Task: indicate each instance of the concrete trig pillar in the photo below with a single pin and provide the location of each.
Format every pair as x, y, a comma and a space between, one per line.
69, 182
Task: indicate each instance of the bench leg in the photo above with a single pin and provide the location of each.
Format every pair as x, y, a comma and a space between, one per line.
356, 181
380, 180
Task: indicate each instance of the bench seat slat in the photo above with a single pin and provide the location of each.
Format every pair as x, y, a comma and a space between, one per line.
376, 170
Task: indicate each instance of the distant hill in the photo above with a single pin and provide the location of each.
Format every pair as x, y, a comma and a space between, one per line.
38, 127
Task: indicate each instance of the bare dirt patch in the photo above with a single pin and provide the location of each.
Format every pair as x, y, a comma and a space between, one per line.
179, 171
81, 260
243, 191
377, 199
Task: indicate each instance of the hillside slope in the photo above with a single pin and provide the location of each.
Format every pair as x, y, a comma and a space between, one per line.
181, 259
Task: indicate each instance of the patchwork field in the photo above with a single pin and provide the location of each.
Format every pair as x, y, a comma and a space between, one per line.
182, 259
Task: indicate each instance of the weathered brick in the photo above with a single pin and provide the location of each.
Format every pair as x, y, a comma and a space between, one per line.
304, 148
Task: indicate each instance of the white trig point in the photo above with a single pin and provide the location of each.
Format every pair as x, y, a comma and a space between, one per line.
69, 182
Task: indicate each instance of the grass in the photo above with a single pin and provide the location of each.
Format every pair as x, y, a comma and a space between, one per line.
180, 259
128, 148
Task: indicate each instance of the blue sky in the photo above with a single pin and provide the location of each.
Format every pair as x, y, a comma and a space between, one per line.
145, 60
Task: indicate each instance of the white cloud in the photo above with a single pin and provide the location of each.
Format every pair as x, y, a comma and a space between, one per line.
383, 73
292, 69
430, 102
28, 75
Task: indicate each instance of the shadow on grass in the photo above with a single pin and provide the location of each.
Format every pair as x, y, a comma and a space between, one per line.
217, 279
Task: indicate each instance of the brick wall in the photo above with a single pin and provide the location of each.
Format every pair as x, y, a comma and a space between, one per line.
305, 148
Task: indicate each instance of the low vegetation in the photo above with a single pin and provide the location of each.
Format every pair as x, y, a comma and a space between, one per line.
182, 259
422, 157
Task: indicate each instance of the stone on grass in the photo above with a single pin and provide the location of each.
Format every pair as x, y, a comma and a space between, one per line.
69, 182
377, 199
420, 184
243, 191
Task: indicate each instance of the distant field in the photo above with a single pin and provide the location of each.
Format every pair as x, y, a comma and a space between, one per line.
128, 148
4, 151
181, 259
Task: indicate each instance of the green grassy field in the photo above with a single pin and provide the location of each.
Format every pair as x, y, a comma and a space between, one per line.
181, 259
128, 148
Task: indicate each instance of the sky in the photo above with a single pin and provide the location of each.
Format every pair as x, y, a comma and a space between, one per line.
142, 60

○ ○ ○

Starting at the line that contains "Task: indicate each instance of the green" and continuing through the end of the records, rewrite every line, requests included, and add 88 to each x and y coordinate in the answers.

Task: indicate each instance of the green grassy field in the photo above with a single pin and provide the location of each.
Format every pair as x, y, a comma and a space between, one per line.
269, 347
216, 236
Task: indicate each instance of the sky in the photo above with a single pin and provide the location of each.
Format every pair as x, y, a comma and a space between, one per line.
230, 148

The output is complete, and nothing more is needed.